● **Input for this task**:
====================
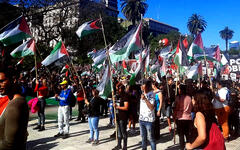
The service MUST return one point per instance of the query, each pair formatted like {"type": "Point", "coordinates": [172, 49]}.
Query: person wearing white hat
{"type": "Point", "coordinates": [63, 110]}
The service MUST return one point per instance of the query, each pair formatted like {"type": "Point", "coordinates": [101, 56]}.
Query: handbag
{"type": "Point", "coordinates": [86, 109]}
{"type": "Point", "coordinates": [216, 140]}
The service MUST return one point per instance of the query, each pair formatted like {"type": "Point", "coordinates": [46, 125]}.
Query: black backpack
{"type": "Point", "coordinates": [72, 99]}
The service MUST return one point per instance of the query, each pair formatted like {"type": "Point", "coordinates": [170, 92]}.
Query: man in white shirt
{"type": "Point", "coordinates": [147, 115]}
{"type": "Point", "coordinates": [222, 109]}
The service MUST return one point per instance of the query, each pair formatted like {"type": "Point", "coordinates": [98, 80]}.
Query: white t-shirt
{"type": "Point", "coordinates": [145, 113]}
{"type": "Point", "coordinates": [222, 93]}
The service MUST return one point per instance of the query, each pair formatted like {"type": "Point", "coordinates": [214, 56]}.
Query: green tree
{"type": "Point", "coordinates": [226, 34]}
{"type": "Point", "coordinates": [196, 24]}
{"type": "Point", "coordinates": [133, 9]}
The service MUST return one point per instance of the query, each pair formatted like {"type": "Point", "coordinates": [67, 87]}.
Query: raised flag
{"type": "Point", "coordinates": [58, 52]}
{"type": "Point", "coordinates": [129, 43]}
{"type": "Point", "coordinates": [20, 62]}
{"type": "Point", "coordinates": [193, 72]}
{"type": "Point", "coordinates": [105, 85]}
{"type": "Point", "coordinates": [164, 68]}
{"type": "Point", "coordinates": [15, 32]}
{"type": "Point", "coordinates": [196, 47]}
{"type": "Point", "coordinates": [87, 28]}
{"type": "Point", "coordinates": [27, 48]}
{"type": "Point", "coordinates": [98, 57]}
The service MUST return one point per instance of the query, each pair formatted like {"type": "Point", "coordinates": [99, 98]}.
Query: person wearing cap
====================
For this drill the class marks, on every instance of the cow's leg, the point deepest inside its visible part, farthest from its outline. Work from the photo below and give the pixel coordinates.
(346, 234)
====================
● **The problem**: Your answer should be the lines of the listing above between the line holding "Query: white t-shirt" and the line holding "Query: person wearing cap", inclusive, restated word for word and alone.

● **Result**:
Query: white t-shirt
{"type": "Point", "coordinates": [145, 113]}
{"type": "Point", "coordinates": [222, 93]}
The service MUST return one point per instance of the query, each pair formatted like {"type": "Point", "coordinates": [214, 56]}.
Query: green tree
{"type": "Point", "coordinates": [226, 34]}
{"type": "Point", "coordinates": [196, 24]}
{"type": "Point", "coordinates": [133, 9]}
The service MUST return one point per instance of the query, each pair formatted like {"type": "Point", "coordinates": [67, 87]}.
Query: raised flag
{"type": "Point", "coordinates": [58, 52]}
{"type": "Point", "coordinates": [129, 43]}
{"type": "Point", "coordinates": [20, 62]}
{"type": "Point", "coordinates": [193, 72]}
{"type": "Point", "coordinates": [105, 85]}
{"type": "Point", "coordinates": [164, 68]}
{"type": "Point", "coordinates": [15, 32]}
{"type": "Point", "coordinates": [196, 47]}
{"type": "Point", "coordinates": [87, 28]}
{"type": "Point", "coordinates": [27, 48]}
{"type": "Point", "coordinates": [98, 57]}
The service MUST return one point per instance of the query, each pair formatted like {"type": "Point", "coordinates": [99, 98]}.
Query: person wearing cap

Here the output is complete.